» Text block:
****************
Kids Company school clubs to be saved by local councils
Local authorities have pledged to step in to save school services run by the Kids Company after the charity ran out of money and closed yesterday.
Kids Company supported tens of thousands of disadvantaged and vulnerable children, including providing therapeutic and social work services in more than 40 schools in London and Bristol.
But it closed yesterday after running out of money, despite receiving a £3m grant from ministers just a week ago.
Today local authorities have said they are working with schools to ensure new providers are found for the affected services.
The charity ran after-school clubs for youngsters in Lambeth. A spokesperson for the council said: “Those services are directly negotiated between the school and the charity. We have already written to schools and are helping to ensure that affected after hours clubs will resume once the summer holidays are over, with a new provider if necessary.”
Kids Company provided alternative education provisions for 40 youngsters who have been or were at risk of exclusion in Bristol.
John Readman, strategic director for people at Bristol City Council, said they are well placed to replace services with other provisions.
“We are in close touch with the local authorities and other charities to help our children and young people access their services.
George Ferguson, Mayor of Bristol, added: “I am making sure that organisations and services across the city are working closely together to provide all appropriate support, prioritising any young people who Kids Company tell us they have concerns about.”
Kids Company had 600 paid staff and around 8,000 volunteers and concerns have been raised the closure could result in more children facing exclusion come September.
The School Exclusion Project provides free legal help for parents to appeal against their child’s exclusion.
Its chief director Alice Bacon and campaign director Mark Greaves, in a blog written yesterday, said local authorities “simply do not have the resources or structures in place to fill the void”.
“Even more significantly, they do not have the same relationships with young people in place which have been nurtured and developed over a lengthy period.
****************
» Work instruction A: How many paid staff did Kids Company have, according to the article on the charity's closure?
» Work instruction B: Carry on the article about the Kids Company closure from the point where it stops.

» Excerpts from a dataset:
****************
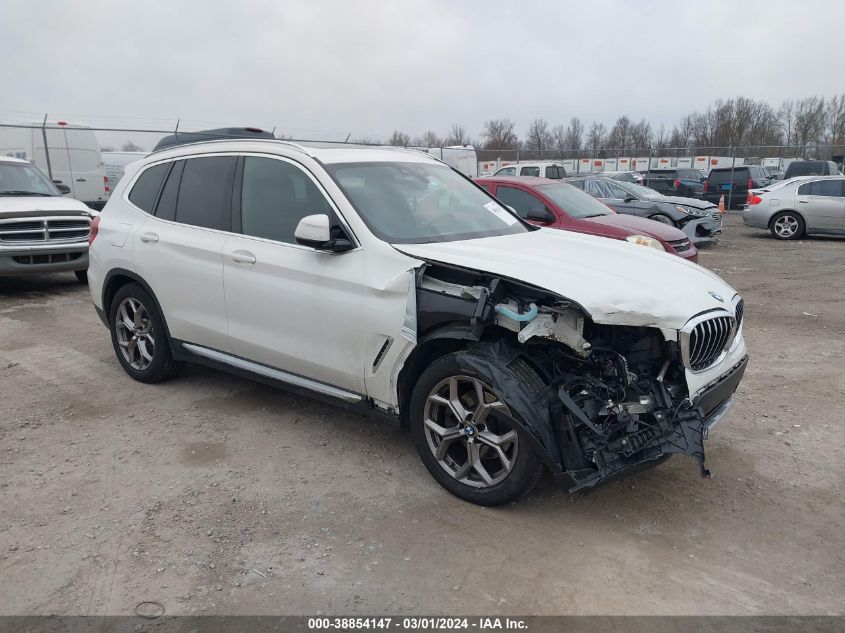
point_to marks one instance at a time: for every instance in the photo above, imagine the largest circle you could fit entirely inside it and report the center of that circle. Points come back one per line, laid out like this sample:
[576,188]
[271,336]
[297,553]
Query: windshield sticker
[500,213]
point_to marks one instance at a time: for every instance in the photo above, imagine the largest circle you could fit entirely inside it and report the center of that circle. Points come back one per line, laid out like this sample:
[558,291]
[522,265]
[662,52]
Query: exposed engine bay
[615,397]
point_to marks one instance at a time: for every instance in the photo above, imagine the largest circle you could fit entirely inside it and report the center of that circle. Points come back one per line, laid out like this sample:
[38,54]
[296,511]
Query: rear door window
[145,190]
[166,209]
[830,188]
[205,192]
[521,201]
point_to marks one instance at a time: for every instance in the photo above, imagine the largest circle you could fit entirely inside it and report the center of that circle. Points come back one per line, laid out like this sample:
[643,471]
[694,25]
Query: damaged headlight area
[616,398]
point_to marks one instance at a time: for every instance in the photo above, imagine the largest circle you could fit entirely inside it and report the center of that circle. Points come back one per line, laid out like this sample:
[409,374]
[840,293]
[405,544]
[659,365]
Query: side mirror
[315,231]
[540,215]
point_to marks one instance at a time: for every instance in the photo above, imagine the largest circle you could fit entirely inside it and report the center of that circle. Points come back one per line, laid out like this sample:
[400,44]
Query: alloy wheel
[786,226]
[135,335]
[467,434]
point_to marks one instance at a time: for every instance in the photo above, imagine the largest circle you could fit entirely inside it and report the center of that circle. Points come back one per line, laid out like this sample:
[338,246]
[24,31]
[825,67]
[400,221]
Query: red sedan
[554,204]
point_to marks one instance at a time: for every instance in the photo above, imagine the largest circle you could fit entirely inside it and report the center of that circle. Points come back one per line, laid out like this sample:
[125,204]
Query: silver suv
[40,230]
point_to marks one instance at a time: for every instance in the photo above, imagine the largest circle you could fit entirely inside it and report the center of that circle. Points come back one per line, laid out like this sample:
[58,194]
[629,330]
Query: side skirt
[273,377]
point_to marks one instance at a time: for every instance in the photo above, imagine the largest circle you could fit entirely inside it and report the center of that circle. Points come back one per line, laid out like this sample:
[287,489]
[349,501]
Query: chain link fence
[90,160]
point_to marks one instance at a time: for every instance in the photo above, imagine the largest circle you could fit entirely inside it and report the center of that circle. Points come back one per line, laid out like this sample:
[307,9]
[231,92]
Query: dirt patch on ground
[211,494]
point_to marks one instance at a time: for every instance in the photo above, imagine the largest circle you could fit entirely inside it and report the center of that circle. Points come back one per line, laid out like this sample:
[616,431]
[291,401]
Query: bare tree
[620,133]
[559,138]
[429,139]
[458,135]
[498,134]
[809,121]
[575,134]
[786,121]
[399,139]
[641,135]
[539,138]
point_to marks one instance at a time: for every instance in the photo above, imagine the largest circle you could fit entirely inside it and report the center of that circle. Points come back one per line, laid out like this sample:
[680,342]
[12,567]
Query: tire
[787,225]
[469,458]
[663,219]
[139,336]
****************
» Expected answer A: 600

» Expected answer B:
“The summer months are a time of huge change for many children and young people helped by Kids Company; the school year is over and they must prepare for new schools, apprenticeships or post-18 work in September.
“When they most need a stable influence at an incredibly complex and challenging time of their life, a crucial part of the support network on which they rely upon looks like it will be taken away overnight.”
A government spokesperson said it is working closely with local authorities to make sure they have access to the services they need.
A statement from the charity, which has been running for 19 years, read: “Kids Company has touched and transformed so many young lives and it is a tragedy that this extraordinary work will come to an end leaving many thousands of vulnerable children, young people and families without hope.
“It is a very sad end to Camila’s [Batmanghelidjh, chief executive of the charity] pioneering vision that started over two decades ago and has inspired so many children and young people.
“We are in close touch with the local authorities and other charities to help our children and young people access their services. Right now our priority is trying to secure a future for these children.”
The charity closed after an investigation by BBC Newsnight and BuzzFeed News which revealed the £3m grant from the Cabinet Office would only be paid if Ms Batmanghelidjh stood down.
But now the department is reportedly making plans to claw back some of the money because it believes the conditions were not met.
Last week the police also opened an investigation into safeguarding allegations.